### Exercise objective:
Once you reach the line containing "Target: cumulus cloud" in the data below, restate each line word for word up to and including the one containing "indicate the sand, one dot per instance".

### Stored data:

******************************

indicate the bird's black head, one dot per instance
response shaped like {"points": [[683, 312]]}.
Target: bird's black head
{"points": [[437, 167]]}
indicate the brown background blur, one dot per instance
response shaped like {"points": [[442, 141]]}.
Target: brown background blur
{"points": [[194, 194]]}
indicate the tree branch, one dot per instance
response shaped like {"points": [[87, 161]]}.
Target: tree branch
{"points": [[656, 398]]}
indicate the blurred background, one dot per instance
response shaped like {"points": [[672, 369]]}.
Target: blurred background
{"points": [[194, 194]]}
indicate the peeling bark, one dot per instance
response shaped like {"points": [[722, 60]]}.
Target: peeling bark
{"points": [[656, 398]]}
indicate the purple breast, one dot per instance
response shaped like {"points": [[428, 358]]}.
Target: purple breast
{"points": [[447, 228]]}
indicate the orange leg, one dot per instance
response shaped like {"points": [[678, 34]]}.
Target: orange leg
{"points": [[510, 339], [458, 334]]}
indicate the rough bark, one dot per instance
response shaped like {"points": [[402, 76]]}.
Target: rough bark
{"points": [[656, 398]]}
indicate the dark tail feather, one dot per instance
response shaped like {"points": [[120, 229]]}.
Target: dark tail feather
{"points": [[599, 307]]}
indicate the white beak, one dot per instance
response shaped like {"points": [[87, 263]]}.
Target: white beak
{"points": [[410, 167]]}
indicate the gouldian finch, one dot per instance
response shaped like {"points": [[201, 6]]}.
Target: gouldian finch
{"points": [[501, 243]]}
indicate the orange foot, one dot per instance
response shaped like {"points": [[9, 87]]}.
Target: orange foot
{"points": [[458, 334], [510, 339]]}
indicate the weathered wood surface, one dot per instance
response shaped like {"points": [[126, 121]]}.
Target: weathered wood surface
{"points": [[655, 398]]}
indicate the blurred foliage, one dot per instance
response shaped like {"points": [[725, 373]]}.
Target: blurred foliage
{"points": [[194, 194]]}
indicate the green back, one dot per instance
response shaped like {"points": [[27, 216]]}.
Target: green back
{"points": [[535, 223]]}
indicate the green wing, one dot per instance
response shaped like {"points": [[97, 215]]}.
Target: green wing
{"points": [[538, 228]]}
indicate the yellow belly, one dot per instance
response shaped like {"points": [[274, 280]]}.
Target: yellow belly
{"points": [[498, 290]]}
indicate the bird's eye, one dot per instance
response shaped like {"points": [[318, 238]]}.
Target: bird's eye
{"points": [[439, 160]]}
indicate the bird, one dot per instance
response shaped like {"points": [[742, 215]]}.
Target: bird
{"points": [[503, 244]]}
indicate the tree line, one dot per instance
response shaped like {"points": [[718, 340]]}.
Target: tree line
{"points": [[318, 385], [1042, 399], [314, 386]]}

******************************

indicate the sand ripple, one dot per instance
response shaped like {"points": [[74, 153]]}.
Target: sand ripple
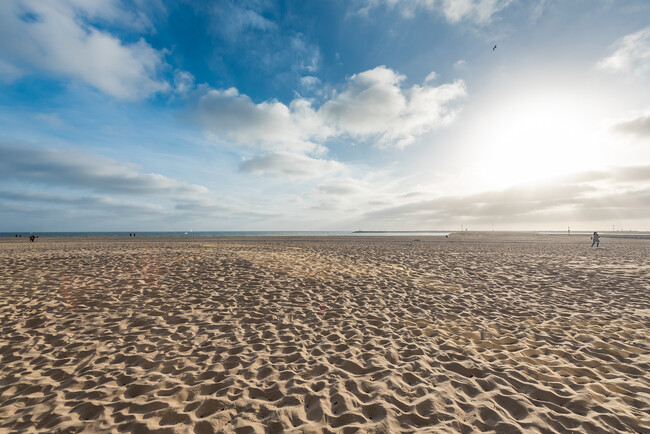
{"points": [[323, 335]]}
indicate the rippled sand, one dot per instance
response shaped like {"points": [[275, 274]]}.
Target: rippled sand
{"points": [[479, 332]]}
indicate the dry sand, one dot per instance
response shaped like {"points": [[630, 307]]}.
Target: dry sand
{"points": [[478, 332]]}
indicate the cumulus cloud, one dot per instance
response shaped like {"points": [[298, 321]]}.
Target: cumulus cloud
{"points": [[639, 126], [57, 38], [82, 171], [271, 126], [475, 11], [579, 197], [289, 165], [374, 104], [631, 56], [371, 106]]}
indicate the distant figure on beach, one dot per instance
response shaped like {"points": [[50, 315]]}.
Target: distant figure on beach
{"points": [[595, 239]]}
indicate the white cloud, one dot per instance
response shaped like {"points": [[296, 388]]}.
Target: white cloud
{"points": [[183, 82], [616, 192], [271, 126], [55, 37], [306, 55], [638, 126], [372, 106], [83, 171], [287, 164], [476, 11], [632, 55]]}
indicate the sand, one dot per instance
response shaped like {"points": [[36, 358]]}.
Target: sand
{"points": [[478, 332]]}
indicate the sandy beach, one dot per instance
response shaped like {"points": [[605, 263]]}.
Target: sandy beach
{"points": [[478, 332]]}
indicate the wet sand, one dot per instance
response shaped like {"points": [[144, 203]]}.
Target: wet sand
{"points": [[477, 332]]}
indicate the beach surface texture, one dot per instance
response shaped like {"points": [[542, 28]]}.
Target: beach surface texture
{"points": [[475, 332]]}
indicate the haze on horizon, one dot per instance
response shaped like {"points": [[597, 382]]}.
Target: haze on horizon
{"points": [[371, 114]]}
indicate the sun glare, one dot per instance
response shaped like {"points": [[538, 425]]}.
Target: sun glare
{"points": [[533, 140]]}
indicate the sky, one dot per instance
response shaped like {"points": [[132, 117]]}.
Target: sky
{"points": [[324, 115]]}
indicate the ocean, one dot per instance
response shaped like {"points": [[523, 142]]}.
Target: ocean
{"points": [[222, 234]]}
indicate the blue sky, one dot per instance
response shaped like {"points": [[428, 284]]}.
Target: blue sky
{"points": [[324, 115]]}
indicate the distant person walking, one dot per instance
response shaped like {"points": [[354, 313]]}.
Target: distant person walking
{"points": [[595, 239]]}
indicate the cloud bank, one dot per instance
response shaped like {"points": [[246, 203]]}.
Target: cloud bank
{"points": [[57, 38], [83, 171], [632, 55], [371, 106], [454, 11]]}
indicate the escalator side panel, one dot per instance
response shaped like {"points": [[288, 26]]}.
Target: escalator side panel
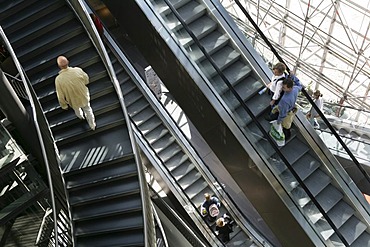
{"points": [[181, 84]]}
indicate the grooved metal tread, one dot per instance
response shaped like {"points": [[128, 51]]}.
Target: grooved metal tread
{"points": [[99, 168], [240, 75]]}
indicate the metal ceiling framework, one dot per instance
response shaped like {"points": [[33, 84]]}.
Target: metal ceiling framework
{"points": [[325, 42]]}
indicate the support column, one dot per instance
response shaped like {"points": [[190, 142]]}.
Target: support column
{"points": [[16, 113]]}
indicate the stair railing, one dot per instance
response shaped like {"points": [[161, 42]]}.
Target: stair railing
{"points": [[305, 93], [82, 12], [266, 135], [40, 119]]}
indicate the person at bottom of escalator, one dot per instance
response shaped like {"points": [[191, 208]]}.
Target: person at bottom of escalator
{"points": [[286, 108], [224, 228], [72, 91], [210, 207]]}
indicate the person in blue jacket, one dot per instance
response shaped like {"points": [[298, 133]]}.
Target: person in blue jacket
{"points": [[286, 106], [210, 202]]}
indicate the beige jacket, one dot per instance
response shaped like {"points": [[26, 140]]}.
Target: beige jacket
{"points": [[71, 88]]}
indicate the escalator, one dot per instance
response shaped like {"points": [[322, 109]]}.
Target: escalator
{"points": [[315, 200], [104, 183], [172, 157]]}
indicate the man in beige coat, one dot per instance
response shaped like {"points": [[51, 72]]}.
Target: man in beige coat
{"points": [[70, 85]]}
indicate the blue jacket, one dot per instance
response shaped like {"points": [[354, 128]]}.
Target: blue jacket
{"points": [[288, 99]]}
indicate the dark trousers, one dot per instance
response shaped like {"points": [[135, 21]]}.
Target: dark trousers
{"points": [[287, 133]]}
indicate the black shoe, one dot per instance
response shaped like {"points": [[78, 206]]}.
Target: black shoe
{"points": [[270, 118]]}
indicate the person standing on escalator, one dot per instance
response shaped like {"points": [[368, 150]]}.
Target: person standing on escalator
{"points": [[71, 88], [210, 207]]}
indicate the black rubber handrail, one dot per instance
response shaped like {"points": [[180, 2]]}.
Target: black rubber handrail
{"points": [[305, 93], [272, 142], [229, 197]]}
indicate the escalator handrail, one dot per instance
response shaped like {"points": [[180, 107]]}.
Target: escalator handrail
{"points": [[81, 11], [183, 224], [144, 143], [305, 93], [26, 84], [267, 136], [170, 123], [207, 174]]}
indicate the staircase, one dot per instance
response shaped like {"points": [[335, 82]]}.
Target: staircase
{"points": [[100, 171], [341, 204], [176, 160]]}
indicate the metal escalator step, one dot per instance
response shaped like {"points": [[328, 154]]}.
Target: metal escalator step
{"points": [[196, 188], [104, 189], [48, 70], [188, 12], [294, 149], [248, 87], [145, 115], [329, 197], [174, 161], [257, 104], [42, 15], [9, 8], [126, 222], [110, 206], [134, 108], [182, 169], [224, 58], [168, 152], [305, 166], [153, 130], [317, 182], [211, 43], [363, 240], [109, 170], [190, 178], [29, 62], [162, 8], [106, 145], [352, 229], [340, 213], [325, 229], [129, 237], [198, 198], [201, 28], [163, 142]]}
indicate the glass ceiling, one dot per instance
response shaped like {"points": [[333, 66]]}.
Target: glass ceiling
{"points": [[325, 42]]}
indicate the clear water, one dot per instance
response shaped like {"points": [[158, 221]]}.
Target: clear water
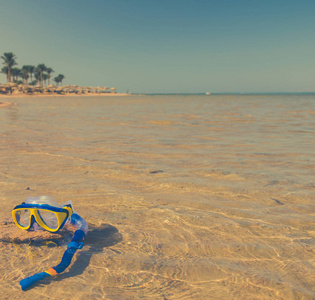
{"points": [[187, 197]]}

******************************

### Your solution:
Target: cumulus cloud
{"points": [[639, 126], [57, 38], [82, 171], [271, 126], [475, 11], [579, 197], [289, 165], [374, 104], [631, 56], [371, 106]]}
indicate the distant figure on beach, one dot per instance
response shaped like {"points": [[50, 315]]}.
Target: distant figure on beach
{"points": [[595, 239]]}
indicate the white cloud, one dot per instance
response shaped like {"points": [[296, 388]]}.
Target: white cloud
{"points": [[183, 82], [616, 192], [271, 126], [55, 37], [306, 55], [638, 126], [372, 106], [83, 171], [287, 164], [476, 11], [632, 55]]}
indicate the sand, one dot per instance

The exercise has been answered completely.